◆ Exercise details ◆
Copy the passage in the excerpt about C++ stream output from "Foo& operator<<(std::ostream& (*fun)(std::ostream&))" to "hope that helps.", character for character.

◆ Source excerpt ◆

= = = = = = =

I use function pointers. It sounds terrifying to people who aren't used to C, but it's a lot more efficient in most cases. Here's an example:

#include <iostream>

class Foo
{
public:
    Foo& operator<<(const char* str) { std::cout << str; return *this; }
    // If your compiler allows it, you can omit the "fun" from *fun below.  It'll make it an anonymous parameter, though...
    Foo& operator<<(std::ostream& (*fun)(std::ostream&)) { std::cout << std::endl; }
} foo;

int main(int argc,char **argv)
{
    foo << "This is a test!" << std::endl;
    return 0;
}

If you really want to you can check for the address of endl to confirm that you aren't getting some OTHER void/void function, but I don't think it's worth it in most cases. I hope that helps.

1

Instead of attempting to modify the behavior of std::endl, you should probably create a filtering streambuf to do the job. James Kanze has an example showing how to insert a timestamp at the beginning of each output line. It should require only minor modification to change that to whatever prefix you want on each line.

1

I had the same question, and I thought that Potatoswatter's second answer had merit: "Just declare a new endl in your own namespace, or better, a manipulator which isn't called endl at all!"

= = = = = = =

◆ Material supplied ◆
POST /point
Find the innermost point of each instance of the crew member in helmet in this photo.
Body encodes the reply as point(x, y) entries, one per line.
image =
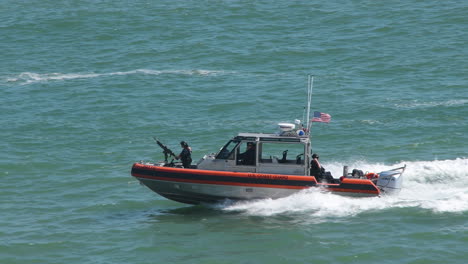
point(316, 169)
point(186, 155)
point(248, 157)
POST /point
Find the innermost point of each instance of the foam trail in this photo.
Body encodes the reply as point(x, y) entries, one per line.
point(30, 77)
point(438, 186)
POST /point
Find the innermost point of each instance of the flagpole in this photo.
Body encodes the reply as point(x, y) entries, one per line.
point(309, 101)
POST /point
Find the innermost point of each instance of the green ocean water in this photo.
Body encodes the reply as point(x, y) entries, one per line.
point(85, 85)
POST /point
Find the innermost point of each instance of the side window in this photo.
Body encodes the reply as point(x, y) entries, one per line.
point(227, 151)
point(282, 153)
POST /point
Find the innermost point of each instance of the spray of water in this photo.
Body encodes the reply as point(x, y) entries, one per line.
point(439, 186)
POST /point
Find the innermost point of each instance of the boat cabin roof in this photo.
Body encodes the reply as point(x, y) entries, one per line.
point(260, 137)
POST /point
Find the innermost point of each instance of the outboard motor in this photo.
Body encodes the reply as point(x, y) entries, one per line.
point(391, 181)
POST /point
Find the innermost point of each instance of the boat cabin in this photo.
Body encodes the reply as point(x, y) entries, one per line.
point(286, 153)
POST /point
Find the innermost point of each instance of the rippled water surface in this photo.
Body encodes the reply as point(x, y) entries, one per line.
point(86, 85)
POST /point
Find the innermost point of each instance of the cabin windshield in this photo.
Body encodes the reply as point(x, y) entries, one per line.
point(292, 153)
point(227, 152)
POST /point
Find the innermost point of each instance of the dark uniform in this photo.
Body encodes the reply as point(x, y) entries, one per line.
point(316, 169)
point(248, 157)
point(186, 155)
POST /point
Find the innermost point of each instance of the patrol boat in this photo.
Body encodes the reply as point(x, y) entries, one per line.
point(258, 166)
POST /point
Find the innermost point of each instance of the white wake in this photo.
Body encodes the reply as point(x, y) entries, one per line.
point(439, 186)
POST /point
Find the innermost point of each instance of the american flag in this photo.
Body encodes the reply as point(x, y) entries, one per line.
point(321, 117)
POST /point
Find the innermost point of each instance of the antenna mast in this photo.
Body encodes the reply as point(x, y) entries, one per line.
point(309, 101)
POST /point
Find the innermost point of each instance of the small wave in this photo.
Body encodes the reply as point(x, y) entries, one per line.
point(438, 186)
point(417, 104)
point(30, 77)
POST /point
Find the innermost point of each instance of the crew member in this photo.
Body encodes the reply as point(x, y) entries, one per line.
point(186, 155)
point(316, 169)
point(248, 157)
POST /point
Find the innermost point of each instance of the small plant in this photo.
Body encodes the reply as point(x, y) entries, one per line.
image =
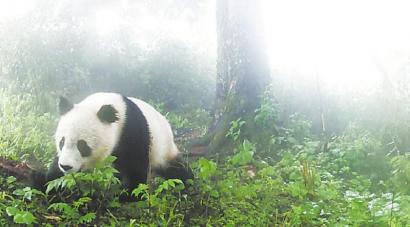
point(235, 130)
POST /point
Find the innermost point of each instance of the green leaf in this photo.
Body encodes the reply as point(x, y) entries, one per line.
point(24, 217)
point(87, 218)
point(11, 211)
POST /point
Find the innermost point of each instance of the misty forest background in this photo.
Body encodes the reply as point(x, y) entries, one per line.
point(269, 146)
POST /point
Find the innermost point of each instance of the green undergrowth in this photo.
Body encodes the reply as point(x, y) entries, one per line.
point(285, 178)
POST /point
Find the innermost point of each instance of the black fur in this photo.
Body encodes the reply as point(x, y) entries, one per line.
point(84, 149)
point(107, 114)
point(64, 105)
point(132, 150)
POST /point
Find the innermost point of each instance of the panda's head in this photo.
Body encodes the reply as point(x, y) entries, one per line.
point(87, 132)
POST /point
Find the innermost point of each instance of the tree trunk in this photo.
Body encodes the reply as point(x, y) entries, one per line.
point(242, 68)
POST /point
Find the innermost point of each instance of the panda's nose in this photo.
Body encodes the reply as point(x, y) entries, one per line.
point(66, 167)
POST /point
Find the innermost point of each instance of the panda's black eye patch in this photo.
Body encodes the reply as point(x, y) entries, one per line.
point(84, 149)
point(61, 144)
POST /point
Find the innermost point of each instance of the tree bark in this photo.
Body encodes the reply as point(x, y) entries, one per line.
point(242, 68)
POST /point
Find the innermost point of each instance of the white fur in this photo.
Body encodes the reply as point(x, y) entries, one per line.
point(82, 123)
point(162, 144)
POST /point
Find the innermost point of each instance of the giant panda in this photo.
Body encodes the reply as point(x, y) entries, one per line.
point(106, 124)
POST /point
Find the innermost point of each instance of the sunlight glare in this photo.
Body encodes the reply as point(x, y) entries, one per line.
point(107, 21)
point(13, 9)
point(338, 41)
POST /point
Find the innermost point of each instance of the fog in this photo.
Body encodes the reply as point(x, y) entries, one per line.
point(287, 113)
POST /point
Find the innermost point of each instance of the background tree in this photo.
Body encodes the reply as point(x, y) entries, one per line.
point(242, 69)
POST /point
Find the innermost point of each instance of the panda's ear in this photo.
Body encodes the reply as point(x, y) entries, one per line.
point(107, 114)
point(64, 105)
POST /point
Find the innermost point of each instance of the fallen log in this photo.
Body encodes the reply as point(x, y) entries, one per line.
point(20, 170)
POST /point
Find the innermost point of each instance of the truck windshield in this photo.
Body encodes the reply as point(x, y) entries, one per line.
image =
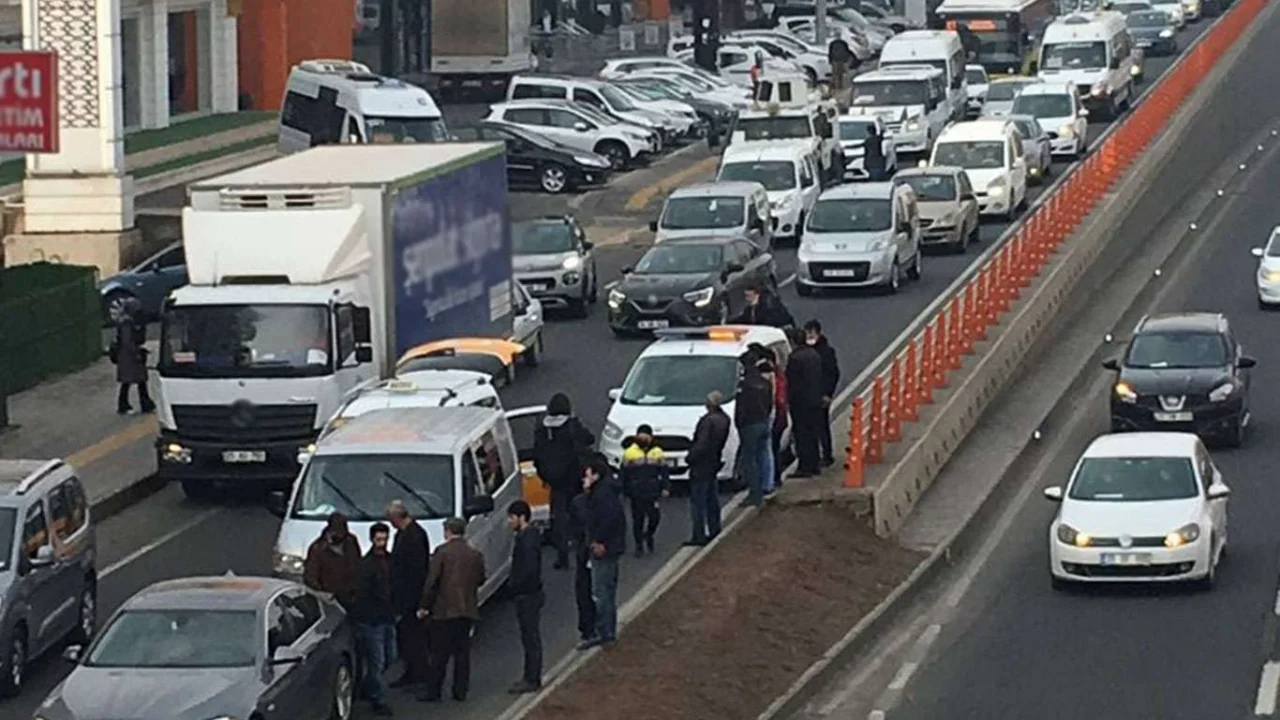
point(236, 341)
point(360, 486)
point(391, 130)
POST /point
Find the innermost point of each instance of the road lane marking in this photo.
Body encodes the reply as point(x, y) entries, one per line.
point(137, 554)
point(140, 429)
point(1267, 687)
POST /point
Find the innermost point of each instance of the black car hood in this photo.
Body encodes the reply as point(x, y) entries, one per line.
point(1175, 381)
point(664, 286)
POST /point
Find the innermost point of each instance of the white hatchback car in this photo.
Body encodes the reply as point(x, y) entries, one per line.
point(1139, 507)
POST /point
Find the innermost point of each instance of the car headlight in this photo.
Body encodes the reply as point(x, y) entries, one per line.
point(1185, 534)
point(700, 297)
point(1070, 536)
point(287, 563)
point(1221, 392)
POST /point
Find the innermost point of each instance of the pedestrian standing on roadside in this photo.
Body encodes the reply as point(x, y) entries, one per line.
point(561, 445)
point(704, 461)
point(333, 563)
point(645, 481)
point(805, 392)
point(830, 384)
point(526, 591)
point(607, 540)
point(451, 601)
point(375, 616)
point(411, 557)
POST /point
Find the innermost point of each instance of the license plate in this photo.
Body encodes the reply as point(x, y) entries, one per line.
point(1127, 559)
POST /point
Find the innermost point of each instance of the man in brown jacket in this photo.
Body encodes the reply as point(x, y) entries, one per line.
point(451, 601)
point(333, 561)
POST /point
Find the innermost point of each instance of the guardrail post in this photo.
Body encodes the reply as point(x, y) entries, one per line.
point(876, 434)
point(856, 450)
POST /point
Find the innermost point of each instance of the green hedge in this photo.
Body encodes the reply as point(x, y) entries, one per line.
point(50, 323)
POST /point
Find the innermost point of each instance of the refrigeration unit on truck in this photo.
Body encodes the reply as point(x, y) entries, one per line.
point(311, 274)
point(478, 45)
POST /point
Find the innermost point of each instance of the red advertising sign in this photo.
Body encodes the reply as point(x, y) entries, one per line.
point(28, 101)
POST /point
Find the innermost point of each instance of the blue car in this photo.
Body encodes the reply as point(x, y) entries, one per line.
point(149, 282)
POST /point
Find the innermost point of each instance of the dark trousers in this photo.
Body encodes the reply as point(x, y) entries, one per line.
point(529, 613)
point(583, 595)
point(704, 505)
point(122, 399)
point(414, 643)
point(645, 515)
point(451, 639)
point(807, 429)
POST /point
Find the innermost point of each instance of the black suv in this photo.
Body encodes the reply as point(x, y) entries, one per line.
point(1185, 373)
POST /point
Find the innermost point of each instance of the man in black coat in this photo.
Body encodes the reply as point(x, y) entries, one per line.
point(805, 392)
point(561, 445)
point(411, 557)
point(830, 384)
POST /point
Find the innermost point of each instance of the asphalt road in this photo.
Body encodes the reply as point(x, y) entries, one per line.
point(584, 359)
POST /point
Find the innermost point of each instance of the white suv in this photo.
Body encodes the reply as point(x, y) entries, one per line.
point(580, 126)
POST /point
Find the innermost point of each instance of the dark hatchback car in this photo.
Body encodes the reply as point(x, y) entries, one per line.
point(534, 160)
point(1153, 31)
point(689, 282)
point(1184, 373)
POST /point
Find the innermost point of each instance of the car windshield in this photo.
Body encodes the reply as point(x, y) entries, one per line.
point(542, 237)
point(680, 379)
point(704, 213)
point(360, 486)
point(1043, 105)
point(773, 174)
point(1134, 479)
point(890, 92)
point(982, 155)
point(389, 130)
point(851, 215)
point(233, 341)
point(679, 258)
point(931, 187)
point(1075, 55)
point(178, 638)
point(1176, 350)
point(776, 127)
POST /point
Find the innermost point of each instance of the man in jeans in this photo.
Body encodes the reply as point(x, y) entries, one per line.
point(375, 616)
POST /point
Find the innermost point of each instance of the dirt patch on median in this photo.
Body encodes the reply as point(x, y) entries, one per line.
point(744, 624)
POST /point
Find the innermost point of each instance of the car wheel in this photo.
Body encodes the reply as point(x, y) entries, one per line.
point(553, 178)
point(343, 692)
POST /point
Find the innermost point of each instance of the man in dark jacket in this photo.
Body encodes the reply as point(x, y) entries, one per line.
point(375, 615)
point(607, 540)
point(830, 384)
point(411, 557)
point(763, 309)
point(805, 392)
point(752, 414)
point(333, 563)
point(561, 445)
point(704, 461)
point(526, 591)
point(451, 600)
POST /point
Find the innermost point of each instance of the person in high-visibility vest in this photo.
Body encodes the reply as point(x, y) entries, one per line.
point(645, 479)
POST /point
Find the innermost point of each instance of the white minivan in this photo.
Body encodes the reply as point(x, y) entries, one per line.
point(439, 461)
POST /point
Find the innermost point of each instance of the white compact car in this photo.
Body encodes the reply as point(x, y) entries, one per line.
point(1269, 270)
point(1139, 507)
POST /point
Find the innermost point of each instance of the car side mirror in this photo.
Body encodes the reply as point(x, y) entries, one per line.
point(478, 505)
point(277, 502)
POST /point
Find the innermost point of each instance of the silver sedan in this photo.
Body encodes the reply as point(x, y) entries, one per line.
point(214, 647)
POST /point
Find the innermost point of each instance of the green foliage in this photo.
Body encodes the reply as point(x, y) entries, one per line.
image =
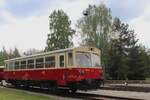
point(61, 34)
point(4, 55)
point(95, 29)
point(128, 60)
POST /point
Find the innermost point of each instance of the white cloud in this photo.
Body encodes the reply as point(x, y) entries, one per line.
point(31, 32)
point(24, 33)
point(141, 26)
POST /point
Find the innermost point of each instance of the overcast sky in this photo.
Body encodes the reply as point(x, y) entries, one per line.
point(24, 23)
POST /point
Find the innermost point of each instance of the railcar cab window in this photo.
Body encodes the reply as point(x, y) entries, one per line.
point(11, 66)
point(17, 65)
point(95, 60)
point(30, 64)
point(70, 59)
point(7, 66)
point(23, 64)
point(39, 62)
point(49, 61)
point(61, 60)
point(83, 59)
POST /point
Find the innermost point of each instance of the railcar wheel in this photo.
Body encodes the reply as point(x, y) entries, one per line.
point(73, 90)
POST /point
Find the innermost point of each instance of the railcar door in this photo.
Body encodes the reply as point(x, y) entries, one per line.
point(62, 60)
point(62, 70)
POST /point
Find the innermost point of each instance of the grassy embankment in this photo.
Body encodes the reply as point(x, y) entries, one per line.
point(10, 94)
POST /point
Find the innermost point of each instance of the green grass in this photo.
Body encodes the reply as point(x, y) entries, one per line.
point(10, 94)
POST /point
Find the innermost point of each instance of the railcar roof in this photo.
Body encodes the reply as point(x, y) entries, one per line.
point(40, 54)
point(1, 66)
point(46, 53)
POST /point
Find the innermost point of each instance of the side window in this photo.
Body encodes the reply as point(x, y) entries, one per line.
point(17, 65)
point(39, 62)
point(50, 61)
point(7, 66)
point(23, 64)
point(11, 66)
point(70, 59)
point(30, 64)
point(61, 60)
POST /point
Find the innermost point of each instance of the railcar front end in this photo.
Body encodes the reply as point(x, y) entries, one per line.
point(73, 68)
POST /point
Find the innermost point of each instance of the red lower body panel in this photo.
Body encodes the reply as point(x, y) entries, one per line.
point(61, 76)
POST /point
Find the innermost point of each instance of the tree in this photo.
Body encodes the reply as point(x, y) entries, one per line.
point(95, 29)
point(138, 63)
point(128, 60)
point(16, 53)
point(61, 33)
point(3, 56)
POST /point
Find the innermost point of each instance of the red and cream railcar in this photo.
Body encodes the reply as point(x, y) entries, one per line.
point(1, 73)
point(74, 68)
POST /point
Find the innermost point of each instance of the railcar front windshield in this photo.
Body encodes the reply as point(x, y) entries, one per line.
point(84, 59)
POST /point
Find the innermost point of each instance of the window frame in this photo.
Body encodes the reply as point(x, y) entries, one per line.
point(47, 56)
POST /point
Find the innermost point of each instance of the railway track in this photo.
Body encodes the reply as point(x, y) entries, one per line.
point(66, 94)
point(127, 88)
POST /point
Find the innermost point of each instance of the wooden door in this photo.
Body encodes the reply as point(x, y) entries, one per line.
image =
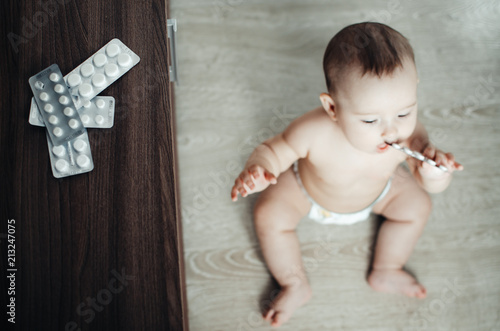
point(101, 250)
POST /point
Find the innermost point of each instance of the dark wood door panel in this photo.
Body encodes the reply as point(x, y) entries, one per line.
point(102, 250)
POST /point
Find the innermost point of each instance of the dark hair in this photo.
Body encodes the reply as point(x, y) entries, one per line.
point(373, 47)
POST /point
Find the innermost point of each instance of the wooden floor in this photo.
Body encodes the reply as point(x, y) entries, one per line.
point(246, 69)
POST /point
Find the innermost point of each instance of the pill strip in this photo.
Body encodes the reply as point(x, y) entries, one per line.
point(417, 156)
point(71, 158)
point(57, 108)
point(96, 113)
point(100, 70)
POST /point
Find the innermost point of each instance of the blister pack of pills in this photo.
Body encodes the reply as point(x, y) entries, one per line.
point(96, 113)
point(56, 105)
point(100, 70)
point(71, 158)
point(68, 105)
point(417, 156)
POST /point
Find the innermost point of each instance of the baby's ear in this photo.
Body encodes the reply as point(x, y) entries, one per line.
point(328, 105)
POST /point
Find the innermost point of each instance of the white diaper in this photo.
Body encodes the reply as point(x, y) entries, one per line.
point(324, 216)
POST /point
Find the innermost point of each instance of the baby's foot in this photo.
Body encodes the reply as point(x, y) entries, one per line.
point(396, 281)
point(288, 300)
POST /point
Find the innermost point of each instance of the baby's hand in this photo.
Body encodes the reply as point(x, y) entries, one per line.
point(253, 179)
point(441, 158)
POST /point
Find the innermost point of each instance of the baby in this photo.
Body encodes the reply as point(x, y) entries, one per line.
point(335, 164)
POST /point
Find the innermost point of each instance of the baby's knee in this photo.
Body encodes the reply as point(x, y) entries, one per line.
point(269, 218)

= = = = = = =

◆ Full solution ◆
Foo& operator<<(std::ostream& (*fun)(std::ostream&)) { std::cout << std::endl; }
} foo;

int main(int argc,char **argv)
{
    foo << "This is a test!" << std::endl;
    return 0;
}

If you really want to you can check for the address of endl to confirm that you aren't getting some OTHER void/void function, but I don't think it's worth it in most cases. I hope that helps.